_FRAGMENTO DEL TEXTO_

○ ○ ○

Así, la ideación espiritualista sobre un país donde reina más el materialismo y
la injusticia que la espiritualidad, se superpuso como palimpsesto escritural
en libros y reportajes. No tardó la meditación trascendental en convertirse en
producto de exportación para occidentales en busca de religiones más
interesantes.
Tomo nota que en
medio de tanto despojo, aunque modesto de ropas, parezco vestido como para una
gala, cuando hay quienes con solo un pedazo de sabana sucia cubren sus partes
pudendas. Todos miran a este forastero como un habitante de otro planeta. Debo
cambiar de vestimenta apenas sea posible. No puede uno lucir como aparente
acaudalado entre la pobreza que reina por las calles de la ciudad más
tecnológica y vanguardista de India, Bangalore.
6.

○ ○ ○

_QUÉ DEBES HACER_
Escribe la siguiente parte del relato sobre el viaje a Bangalore, empezando justo después de su última frase.

_DATOS PROPORCIONADOS_
○ ○ ○

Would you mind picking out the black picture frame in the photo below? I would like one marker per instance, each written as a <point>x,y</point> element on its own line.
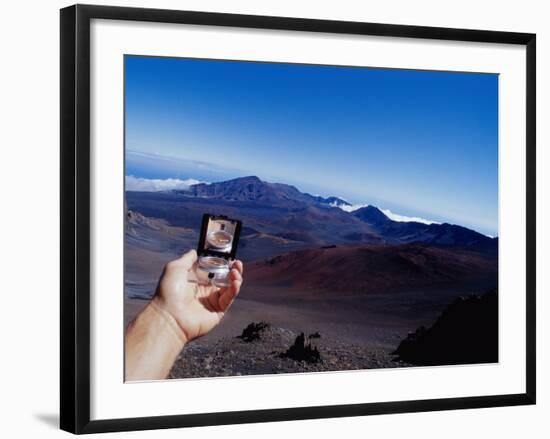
<point>75,217</point>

○ ○ ○

_RESPUESTA_
El Departamento de
Lenguas, Lingüística y Literatura de la Universidad de Mumbai (“antes
Universidad de Bombay”, aclara una profesora) está en una ciudad universitaria
de edificios con filtraciones que hace décadas no conocen lo que es una mano de
pintura.
Una de sus aulas de
paredes raídas y bancos de madera, al modo de una escuela rural
latinoamericana, me recibe. Hay que tener muchas ganas de estudiar nuestro
idioma para venir a este lugar a tomar clases de castellano y literatura.
La interacción con
los alumnos revela lo poco o nada que saben los indios sobre América Latina.
Algunos ítems del paper
de trabajo: “Literatura e importancia histórica de la India en la América
hispanoparlante” ofrecido a los alumnos de esa universidad, se enuncian a
continuación (obviedades que los lectores eruditos bien pueden saltarse):
–La palabra indio se integró a nuestro
idioma (adquiriendo con el tiempo negativas representaciones), pues se pensó
haber llegado a algún lugar entre Orissa y Andhra Pradesh, y no a Santo Domingo
(República Dominicana) o Macuro (Venezuela).
–Un dislate
cartográfico por poco hace que Tenochtitlán fuera llamada Nueva Madrás, y Cuzco, Nueva Jaipur de las Indias
Occidentales.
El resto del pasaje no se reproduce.